- [Source]
#####

Studio album by Magazine
- Released: 24 June 1978
- Recorded: March–April 1978
- Studios: The Manor Mobile and Abbey Road Studios, London
- Genres: Post-punk; new wave; art rock;
- Length: 41:24
- Label: Virgin
- Producer: John Leckie

Magazine chronology
|  | Real Life (1978) | Secondhand Daylight (1979) |

Singles from Real Life
- "Shot by Both Sides" Released: 20 January 1978; "The Light Pours Out of Me" Released: 1978;

= Real Life (Magazine album) =

1978 studio album

Real Life is the debut studio album by the English post-punk band Magazine, was released in June 1978 by Virgin Records. It reached number 29 in the UK Albums Chart. The album includes a re-recorded version of the band's debut single "Shot by Both Sides", and was preceded by the non-album single "Touch and Go", a song from the album's recording sessions.

#####

- [Dataset records]
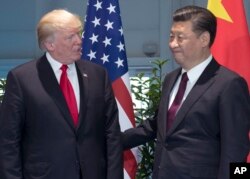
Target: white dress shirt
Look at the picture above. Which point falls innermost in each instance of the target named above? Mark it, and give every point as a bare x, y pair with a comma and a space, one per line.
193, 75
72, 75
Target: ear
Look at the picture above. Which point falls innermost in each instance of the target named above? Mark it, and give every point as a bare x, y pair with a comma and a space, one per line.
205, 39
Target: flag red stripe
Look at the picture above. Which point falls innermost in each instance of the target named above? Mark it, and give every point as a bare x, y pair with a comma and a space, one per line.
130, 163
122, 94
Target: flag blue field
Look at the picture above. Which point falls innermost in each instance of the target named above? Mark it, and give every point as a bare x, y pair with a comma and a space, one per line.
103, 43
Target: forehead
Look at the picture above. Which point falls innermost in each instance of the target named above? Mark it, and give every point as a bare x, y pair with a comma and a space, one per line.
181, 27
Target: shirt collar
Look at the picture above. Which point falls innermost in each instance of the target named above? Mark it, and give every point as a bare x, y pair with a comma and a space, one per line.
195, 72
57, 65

#####

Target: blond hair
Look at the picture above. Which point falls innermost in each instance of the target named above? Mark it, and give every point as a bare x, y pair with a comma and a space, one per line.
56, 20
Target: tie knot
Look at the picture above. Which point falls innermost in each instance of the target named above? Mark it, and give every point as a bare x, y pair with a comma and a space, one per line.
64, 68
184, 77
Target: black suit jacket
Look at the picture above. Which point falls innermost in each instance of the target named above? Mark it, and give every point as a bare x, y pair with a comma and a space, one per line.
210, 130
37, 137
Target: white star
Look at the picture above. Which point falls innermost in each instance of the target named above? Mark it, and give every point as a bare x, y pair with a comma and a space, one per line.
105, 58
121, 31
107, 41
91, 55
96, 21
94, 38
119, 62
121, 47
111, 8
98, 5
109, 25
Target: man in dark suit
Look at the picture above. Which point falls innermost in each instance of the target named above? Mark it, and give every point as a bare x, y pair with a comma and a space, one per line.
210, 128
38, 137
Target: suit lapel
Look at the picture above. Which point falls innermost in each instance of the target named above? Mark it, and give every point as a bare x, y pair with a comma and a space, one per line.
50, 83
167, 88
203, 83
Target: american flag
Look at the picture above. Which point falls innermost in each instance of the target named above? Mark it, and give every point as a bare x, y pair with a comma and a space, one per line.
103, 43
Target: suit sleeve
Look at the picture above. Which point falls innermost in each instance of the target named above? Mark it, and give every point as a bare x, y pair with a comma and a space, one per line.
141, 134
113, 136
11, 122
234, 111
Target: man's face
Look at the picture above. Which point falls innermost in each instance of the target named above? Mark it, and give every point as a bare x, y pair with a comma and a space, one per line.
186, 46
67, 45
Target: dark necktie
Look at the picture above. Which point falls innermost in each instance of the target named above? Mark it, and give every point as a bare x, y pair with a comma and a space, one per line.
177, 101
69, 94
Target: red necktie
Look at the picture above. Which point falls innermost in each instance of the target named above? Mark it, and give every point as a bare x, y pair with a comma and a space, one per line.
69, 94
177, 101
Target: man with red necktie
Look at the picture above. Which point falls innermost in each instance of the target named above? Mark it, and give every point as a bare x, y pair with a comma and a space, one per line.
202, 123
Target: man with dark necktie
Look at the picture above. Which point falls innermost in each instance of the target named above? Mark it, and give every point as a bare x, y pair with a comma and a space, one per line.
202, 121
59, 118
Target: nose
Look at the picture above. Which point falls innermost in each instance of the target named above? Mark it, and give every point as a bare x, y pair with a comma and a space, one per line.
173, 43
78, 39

#####

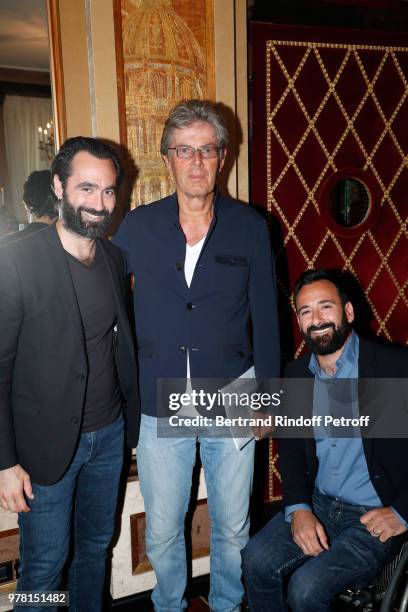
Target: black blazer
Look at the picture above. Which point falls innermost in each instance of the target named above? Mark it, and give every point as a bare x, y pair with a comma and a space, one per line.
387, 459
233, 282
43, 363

#####

- [Written problem] Reproduce the stretch of the Real Life text from "1978 studio album" through "album's recording sessions.", copying it word for word.

- [Full answer]
1978 studio album

Real Life is the debut studio album by the English post-punk band Magazine, was released in June 1978 by Virgin Records. It reached number 29 in the UK Albums Chart. The album includes a re-recorded version of the band's debut single "Shot by Both Sides", and was preceded by the non-album single "Touch and Go", a song from the album's recording sessions.